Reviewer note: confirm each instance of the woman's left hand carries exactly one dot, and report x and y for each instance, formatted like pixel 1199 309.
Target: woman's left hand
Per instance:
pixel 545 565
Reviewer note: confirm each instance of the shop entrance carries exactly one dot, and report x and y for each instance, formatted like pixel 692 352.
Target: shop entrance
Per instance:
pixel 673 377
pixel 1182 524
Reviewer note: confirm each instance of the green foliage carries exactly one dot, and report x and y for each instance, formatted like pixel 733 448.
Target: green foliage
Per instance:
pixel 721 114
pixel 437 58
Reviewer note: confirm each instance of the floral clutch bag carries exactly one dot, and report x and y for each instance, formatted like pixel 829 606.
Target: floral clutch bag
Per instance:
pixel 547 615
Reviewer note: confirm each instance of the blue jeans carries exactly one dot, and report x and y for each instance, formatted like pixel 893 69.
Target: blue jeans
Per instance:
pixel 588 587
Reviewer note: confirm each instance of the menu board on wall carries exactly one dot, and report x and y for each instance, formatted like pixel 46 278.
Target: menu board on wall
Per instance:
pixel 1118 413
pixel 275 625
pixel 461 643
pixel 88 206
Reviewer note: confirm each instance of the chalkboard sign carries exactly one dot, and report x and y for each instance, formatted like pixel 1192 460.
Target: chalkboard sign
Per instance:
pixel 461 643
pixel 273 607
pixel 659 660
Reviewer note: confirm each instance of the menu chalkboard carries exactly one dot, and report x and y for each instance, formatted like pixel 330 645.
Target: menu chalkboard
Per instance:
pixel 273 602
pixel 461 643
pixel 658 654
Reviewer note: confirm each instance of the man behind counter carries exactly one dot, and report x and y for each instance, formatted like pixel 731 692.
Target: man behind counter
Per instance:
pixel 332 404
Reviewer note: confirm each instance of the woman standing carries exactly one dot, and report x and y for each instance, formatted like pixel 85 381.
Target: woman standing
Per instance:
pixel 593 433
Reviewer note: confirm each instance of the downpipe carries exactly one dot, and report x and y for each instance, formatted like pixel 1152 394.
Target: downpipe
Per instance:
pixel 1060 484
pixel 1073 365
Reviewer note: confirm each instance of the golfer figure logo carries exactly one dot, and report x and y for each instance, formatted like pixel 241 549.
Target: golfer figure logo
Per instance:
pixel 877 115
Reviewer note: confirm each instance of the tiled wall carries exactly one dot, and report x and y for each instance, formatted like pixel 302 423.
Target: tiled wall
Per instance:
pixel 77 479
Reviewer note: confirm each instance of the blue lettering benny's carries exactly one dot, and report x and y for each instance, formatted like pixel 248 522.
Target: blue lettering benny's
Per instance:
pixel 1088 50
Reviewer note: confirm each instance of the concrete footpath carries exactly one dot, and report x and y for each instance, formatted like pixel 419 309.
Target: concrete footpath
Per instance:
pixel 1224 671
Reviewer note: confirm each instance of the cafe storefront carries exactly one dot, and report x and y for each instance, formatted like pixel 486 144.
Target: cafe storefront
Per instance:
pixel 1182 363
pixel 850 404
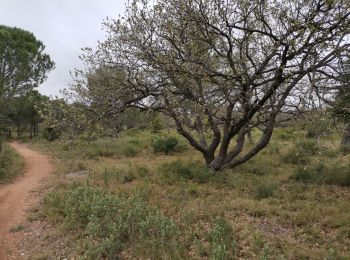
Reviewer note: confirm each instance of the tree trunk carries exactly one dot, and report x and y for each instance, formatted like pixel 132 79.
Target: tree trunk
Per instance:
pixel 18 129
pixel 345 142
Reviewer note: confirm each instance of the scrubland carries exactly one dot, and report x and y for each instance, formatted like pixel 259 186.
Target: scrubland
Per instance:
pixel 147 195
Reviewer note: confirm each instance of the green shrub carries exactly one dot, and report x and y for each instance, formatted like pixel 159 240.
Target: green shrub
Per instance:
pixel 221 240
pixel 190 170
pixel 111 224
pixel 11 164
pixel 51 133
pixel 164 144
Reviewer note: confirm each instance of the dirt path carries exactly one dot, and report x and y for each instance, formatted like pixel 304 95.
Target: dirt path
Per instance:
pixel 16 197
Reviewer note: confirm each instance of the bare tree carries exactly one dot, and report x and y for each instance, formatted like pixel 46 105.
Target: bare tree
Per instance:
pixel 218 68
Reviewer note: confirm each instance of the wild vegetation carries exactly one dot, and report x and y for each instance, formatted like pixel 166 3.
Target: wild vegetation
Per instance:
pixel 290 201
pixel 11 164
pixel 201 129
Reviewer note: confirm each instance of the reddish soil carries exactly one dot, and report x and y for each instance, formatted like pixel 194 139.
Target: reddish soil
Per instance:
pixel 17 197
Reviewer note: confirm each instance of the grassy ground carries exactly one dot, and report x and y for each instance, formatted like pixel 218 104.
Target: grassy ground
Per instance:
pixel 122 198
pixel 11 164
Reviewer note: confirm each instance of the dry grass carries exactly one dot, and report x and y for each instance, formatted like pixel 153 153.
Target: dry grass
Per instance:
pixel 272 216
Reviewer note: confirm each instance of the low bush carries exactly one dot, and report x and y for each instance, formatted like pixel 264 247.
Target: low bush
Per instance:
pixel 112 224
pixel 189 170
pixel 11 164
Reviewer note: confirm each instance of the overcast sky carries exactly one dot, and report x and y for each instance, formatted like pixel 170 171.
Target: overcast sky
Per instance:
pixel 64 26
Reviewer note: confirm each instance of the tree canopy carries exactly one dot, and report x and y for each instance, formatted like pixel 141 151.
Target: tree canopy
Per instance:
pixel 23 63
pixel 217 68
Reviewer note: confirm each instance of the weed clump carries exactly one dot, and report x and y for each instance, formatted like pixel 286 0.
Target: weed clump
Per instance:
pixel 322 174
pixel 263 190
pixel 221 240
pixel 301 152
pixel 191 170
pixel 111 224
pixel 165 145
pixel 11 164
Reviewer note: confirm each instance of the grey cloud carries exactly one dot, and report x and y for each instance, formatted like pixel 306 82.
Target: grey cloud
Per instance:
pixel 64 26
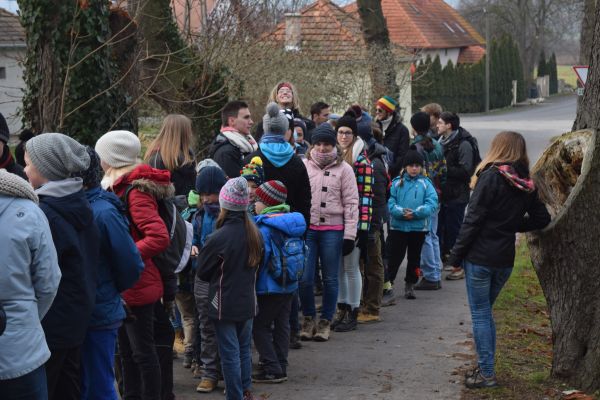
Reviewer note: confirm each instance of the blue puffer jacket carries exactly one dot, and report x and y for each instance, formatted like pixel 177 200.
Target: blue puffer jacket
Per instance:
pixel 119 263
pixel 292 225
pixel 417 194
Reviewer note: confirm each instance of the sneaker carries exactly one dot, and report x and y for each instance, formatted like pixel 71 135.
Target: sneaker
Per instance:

> **What the task asks**:
In the lines above, find the word "weed" and copy each line that contains it.

> **Solution to the problem**:
Reviewer note: confirm each instance of the weed clump carries exactly one dot, and report x and y for each instance, formatted like pixel 286 0.
Target: weed clump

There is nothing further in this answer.